What is expected: Copy out every line of the data below that contains the string "khaki". Treat uppercase and lowercase as different.

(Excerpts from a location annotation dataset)
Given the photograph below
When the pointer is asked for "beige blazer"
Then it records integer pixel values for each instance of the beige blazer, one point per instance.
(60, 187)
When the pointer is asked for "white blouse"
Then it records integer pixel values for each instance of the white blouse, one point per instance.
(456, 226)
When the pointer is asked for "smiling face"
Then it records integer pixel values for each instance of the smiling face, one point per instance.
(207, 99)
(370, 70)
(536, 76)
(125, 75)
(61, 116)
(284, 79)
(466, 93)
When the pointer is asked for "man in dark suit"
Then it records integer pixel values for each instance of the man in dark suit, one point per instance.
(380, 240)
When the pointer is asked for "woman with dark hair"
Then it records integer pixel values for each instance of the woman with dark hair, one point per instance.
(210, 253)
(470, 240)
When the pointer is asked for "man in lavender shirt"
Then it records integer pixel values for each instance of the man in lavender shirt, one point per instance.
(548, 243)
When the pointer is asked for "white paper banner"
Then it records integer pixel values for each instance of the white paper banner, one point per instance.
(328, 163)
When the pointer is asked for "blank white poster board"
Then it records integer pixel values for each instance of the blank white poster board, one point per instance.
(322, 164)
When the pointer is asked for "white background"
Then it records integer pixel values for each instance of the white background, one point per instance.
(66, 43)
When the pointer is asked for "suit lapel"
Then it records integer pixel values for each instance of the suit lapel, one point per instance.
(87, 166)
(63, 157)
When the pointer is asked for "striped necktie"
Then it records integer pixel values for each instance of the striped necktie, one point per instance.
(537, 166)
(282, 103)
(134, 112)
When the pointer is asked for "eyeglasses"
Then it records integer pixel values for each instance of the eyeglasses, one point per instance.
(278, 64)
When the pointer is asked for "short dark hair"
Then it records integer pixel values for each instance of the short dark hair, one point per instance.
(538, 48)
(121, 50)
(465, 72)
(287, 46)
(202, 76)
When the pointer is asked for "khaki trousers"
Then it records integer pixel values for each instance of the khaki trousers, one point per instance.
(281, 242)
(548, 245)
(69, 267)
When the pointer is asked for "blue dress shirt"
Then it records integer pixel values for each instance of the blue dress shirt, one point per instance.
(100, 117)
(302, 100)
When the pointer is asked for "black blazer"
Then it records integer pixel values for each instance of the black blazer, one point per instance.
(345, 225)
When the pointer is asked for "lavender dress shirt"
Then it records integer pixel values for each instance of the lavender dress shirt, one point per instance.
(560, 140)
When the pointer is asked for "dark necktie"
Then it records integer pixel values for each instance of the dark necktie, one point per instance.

Answer to this exercise:
When the pointer is asked for "khaki trousers"
Then it records integer pixel values for each instance of the khaki trousers, one point per instance.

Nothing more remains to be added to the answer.